◆ **EXERCISE AIM**
Extract every line in the rows below that contains the string "stroller".

◆ **RECORDS FOR PROCESSING**
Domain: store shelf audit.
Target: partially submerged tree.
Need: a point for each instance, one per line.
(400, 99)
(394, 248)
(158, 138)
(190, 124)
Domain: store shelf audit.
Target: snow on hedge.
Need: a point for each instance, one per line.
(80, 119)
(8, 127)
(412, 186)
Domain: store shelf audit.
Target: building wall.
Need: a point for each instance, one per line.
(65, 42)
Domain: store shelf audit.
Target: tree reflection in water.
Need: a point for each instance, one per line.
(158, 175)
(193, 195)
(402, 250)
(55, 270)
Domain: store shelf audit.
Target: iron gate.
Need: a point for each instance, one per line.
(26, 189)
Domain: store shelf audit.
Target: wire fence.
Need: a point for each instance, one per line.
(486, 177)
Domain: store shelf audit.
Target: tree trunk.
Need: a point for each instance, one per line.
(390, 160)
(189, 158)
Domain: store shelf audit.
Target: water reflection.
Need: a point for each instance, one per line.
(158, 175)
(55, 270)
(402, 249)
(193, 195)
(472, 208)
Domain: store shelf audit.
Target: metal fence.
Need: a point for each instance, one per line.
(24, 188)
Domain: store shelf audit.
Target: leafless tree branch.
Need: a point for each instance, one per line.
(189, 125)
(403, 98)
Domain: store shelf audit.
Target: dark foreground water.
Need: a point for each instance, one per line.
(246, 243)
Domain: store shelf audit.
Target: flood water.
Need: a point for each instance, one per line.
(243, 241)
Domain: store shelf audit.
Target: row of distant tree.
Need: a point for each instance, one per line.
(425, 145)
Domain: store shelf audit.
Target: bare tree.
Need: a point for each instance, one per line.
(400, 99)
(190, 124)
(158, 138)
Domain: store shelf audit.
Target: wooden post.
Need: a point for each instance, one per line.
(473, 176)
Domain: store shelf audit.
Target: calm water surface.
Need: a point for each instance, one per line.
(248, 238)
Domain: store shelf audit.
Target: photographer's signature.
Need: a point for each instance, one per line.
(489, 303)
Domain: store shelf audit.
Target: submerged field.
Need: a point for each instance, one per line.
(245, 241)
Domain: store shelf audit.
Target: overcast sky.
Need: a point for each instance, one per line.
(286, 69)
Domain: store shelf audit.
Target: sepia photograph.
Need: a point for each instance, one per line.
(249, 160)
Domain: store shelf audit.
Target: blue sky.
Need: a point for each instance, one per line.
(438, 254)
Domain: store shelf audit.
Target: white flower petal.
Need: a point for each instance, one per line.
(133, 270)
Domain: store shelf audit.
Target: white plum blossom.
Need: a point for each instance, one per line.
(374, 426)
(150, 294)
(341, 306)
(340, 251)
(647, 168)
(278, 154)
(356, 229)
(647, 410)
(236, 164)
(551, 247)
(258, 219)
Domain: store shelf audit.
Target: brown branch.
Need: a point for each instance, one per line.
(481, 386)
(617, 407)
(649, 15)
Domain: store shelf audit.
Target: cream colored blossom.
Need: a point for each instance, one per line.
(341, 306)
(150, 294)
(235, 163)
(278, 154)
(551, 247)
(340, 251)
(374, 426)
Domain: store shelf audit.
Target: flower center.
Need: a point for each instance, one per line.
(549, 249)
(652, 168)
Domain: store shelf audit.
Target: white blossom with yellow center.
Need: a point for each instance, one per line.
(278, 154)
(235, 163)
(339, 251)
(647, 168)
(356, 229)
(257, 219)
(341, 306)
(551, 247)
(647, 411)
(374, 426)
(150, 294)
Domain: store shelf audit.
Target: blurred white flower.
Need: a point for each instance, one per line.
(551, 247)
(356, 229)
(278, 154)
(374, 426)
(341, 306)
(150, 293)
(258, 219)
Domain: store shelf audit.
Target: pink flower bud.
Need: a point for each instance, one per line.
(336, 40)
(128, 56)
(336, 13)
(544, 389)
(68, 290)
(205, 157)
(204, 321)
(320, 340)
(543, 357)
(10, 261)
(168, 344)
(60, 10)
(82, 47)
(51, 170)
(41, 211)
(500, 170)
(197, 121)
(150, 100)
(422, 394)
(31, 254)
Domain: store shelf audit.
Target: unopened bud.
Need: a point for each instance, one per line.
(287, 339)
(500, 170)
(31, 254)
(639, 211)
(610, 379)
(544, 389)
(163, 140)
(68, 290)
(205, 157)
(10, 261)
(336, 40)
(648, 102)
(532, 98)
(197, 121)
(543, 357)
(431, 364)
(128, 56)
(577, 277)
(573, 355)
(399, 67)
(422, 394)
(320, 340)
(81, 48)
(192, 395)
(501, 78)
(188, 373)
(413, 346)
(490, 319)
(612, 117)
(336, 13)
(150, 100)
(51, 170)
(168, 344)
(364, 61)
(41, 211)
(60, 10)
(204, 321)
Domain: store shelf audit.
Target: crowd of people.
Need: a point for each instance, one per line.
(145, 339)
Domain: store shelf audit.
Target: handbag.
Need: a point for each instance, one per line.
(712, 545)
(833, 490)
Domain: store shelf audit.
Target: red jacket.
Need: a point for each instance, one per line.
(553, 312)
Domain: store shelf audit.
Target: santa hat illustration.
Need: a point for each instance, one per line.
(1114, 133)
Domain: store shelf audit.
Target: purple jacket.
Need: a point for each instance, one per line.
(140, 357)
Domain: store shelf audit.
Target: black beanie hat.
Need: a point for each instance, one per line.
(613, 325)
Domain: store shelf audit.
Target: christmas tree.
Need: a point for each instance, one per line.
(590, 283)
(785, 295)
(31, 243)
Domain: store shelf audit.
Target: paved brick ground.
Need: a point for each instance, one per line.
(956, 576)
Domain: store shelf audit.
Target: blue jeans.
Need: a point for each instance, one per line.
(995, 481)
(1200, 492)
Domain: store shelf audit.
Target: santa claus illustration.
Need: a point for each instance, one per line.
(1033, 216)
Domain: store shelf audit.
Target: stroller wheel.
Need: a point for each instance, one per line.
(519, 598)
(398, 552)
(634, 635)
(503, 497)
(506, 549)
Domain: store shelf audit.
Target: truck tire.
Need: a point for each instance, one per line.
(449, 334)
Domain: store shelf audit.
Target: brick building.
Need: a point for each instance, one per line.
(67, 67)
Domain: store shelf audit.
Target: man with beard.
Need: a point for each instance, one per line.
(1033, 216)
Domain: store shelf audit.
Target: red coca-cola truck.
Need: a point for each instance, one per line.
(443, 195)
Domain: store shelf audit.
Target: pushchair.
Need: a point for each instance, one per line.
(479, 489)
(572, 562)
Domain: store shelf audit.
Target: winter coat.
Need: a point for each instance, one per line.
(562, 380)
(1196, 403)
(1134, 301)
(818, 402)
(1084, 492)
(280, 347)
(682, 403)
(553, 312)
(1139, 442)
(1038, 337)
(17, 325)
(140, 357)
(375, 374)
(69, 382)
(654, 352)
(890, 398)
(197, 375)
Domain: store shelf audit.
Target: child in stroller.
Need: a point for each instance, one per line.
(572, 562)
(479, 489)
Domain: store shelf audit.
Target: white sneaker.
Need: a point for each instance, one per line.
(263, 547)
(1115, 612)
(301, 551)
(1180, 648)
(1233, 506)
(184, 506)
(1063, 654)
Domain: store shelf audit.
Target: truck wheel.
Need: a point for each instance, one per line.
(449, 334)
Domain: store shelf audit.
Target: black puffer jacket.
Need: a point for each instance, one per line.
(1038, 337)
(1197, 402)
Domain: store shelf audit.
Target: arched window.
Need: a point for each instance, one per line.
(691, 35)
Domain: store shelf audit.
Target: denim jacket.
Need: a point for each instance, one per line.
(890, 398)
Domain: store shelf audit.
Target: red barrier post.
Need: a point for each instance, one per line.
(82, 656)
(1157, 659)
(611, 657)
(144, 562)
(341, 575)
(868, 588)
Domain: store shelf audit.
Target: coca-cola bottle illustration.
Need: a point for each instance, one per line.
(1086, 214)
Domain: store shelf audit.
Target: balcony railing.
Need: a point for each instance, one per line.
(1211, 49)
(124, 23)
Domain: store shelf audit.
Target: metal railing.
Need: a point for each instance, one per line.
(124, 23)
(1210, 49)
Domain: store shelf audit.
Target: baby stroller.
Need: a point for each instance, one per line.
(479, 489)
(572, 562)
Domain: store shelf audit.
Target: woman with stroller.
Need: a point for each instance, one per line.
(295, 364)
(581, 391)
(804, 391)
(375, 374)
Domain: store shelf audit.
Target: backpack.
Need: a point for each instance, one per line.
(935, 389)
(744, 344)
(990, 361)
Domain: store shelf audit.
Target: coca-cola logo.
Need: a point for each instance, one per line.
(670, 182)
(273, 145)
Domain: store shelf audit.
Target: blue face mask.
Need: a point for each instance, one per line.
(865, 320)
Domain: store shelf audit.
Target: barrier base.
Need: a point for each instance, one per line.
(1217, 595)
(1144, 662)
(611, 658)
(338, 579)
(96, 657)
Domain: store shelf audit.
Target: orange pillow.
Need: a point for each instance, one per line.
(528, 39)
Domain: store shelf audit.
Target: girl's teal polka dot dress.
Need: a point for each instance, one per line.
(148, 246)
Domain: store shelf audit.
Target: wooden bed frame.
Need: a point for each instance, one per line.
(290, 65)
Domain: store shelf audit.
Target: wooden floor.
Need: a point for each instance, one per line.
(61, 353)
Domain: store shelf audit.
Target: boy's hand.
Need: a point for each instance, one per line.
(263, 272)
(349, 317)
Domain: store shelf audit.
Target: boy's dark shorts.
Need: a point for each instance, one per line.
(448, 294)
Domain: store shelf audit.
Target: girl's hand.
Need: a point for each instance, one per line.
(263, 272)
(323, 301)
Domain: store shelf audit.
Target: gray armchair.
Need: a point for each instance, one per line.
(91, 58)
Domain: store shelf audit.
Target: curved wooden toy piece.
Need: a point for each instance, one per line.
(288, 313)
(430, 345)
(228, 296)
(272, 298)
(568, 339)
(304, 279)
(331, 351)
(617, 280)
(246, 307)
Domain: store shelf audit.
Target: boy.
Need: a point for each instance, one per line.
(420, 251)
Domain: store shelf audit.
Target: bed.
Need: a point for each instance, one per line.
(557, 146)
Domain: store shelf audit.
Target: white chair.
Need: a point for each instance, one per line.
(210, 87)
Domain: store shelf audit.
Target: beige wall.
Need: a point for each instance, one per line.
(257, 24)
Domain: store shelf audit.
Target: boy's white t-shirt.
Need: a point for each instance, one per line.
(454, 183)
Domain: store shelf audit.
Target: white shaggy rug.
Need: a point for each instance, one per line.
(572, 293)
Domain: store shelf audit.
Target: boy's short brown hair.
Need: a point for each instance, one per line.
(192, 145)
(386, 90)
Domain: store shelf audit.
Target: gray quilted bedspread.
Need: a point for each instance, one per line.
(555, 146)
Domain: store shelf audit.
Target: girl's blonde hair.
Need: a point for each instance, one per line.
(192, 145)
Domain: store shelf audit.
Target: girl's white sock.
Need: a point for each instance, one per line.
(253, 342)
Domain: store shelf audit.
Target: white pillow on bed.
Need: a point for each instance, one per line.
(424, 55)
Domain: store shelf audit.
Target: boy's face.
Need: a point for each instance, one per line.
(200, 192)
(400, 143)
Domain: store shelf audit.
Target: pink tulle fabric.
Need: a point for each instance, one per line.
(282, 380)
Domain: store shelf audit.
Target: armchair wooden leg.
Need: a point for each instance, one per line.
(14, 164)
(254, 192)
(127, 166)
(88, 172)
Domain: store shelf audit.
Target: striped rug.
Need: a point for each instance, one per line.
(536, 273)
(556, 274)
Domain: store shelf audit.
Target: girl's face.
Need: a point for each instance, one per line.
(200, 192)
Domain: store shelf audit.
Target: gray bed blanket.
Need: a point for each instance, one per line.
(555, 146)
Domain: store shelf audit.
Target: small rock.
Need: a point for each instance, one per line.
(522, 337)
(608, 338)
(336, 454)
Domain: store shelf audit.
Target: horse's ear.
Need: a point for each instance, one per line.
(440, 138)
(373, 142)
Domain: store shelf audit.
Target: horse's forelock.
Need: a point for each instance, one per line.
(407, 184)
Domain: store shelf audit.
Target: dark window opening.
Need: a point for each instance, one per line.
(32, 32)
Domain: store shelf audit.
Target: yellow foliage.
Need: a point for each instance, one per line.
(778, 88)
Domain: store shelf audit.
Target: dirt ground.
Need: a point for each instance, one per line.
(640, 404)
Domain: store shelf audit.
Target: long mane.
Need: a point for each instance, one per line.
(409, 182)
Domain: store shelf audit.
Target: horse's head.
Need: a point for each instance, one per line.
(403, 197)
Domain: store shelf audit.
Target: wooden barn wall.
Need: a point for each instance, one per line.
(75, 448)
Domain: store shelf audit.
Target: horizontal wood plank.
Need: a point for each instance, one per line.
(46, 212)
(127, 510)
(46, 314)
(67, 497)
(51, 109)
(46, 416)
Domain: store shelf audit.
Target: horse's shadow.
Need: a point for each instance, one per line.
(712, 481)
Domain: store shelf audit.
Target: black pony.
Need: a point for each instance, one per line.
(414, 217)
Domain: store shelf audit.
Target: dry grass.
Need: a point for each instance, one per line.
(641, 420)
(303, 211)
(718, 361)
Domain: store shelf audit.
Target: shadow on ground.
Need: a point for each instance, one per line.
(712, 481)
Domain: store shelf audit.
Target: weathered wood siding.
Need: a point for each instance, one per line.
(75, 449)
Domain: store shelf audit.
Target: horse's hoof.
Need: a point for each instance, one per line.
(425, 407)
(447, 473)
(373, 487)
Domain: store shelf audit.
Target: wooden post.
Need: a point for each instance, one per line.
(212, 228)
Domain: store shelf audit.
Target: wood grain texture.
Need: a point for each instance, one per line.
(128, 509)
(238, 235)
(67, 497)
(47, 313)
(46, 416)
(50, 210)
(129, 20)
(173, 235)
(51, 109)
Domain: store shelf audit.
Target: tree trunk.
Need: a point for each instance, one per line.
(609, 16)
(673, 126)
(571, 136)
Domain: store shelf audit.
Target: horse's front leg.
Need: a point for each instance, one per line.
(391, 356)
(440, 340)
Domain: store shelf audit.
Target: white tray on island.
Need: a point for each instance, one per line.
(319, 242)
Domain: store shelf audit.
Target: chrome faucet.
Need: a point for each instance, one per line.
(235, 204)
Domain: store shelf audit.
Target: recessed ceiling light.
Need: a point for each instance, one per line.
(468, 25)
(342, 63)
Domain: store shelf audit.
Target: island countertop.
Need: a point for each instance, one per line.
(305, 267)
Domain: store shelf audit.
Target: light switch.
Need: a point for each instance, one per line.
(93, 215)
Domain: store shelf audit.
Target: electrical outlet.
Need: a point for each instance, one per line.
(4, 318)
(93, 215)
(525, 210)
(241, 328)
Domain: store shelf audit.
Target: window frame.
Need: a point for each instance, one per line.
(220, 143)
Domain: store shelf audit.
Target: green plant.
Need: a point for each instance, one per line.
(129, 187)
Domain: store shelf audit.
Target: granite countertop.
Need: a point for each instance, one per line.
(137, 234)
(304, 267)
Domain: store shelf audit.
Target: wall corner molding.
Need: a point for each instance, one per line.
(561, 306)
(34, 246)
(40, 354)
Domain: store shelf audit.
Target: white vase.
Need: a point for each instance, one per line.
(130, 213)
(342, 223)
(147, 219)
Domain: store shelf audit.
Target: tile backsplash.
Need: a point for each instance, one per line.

◆ **SOLVED EXERCISE**
Target: stroller wheel.
Target: child in stroller.
Target: baby stroller.
Target: woman with stroller.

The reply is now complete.